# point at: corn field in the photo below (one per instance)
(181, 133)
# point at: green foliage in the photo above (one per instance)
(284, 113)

--

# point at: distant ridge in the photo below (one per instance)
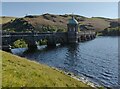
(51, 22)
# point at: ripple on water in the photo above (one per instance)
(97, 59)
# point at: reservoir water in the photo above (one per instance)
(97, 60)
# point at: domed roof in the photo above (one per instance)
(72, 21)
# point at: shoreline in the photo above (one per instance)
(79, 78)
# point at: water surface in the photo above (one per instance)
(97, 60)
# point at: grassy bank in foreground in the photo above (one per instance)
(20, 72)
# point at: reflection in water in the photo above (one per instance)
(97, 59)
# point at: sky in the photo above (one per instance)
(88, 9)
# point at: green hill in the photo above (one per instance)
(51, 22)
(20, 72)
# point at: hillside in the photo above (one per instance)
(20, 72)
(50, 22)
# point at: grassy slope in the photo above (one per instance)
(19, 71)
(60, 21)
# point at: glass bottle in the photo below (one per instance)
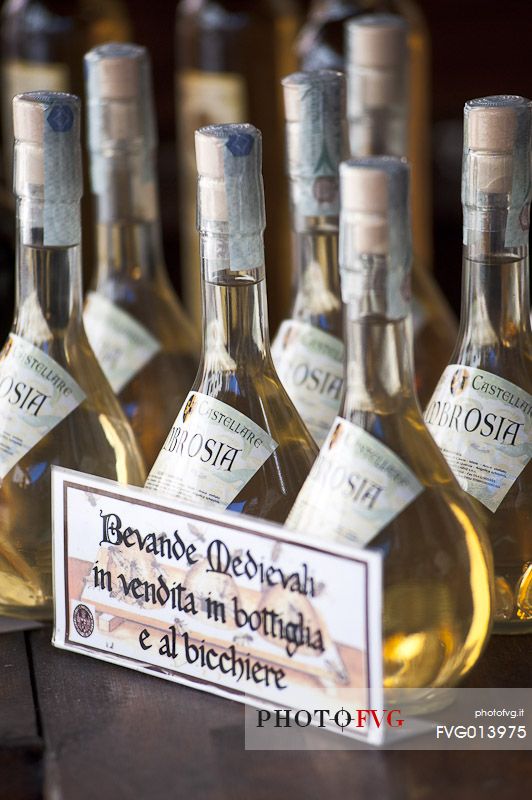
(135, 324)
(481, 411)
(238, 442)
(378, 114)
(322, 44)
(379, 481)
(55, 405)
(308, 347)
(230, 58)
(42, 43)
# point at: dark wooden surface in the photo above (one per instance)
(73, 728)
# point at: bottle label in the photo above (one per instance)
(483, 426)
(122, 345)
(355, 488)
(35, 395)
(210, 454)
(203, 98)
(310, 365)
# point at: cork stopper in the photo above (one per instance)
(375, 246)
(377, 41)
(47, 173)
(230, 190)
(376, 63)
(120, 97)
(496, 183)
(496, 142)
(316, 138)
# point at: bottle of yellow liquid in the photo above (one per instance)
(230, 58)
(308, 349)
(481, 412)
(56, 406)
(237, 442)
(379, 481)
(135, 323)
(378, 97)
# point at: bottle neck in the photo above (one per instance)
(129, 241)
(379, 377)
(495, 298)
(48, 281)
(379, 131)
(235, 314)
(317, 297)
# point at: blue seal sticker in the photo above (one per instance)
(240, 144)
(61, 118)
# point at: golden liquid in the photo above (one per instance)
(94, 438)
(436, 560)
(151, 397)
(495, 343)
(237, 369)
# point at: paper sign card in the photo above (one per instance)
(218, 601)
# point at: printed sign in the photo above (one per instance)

--

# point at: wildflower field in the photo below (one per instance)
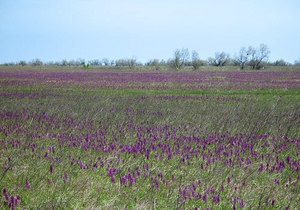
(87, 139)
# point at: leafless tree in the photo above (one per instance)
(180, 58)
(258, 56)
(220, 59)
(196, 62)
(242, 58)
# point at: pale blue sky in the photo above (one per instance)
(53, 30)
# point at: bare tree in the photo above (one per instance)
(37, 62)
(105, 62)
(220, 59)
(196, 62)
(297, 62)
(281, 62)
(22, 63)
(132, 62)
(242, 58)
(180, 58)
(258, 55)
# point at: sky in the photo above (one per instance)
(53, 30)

(What the exercise asks)
Copy the items word for word, starting with the line that contains "# point at: reflection" and continuing through the line that contains "# point at: printed", and leave out the pictures.

(Written answer)
# point at: reflection in water in the photo above (one per instance)
(97, 59)
# point at: sky in the photo above (one per instance)
(88, 9)
# point at: green hill in the photo above (one per instance)
(51, 22)
(20, 72)
# point at: hillside in the photo above (one per instance)
(20, 72)
(50, 22)
# point at: grassy slope in the photo above (one per instance)
(19, 71)
(60, 21)
# point at: glass bottle in the photo below (one per instance)
(135, 324)
(481, 411)
(238, 442)
(378, 114)
(322, 44)
(379, 481)
(55, 405)
(308, 347)
(230, 58)
(42, 43)
# point at: dark wooden surface in the photo above (one per instance)
(73, 728)
# point at: bottle label in the photo above (one per instance)
(483, 426)
(122, 345)
(355, 488)
(35, 395)
(210, 454)
(203, 98)
(310, 365)
# point at: cork stopper in the photo above (one per instance)
(375, 246)
(377, 41)
(47, 173)
(230, 190)
(376, 63)
(120, 97)
(496, 183)
(496, 142)
(316, 138)
# point at: bottle of yellow liquid in the photo above (one per instance)
(230, 58)
(308, 349)
(481, 412)
(56, 406)
(237, 442)
(379, 481)
(135, 323)
(378, 97)
# point at: bottle neck in the photo above (one per instance)
(129, 241)
(379, 377)
(495, 298)
(48, 281)
(379, 131)
(235, 314)
(317, 297)
# point at: blue seal sticker in the photo above (one per instance)
(240, 144)
(61, 118)
# point at: golden liquid in the photo above (one per instance)
(94, 438)
(436, 560)
(151, 397)
(495, 343)
(237, 369)
# point at: paper sign card in the photo above (one per instance)
(218, 601)
# point at: printed sign in the photo above (one per instance)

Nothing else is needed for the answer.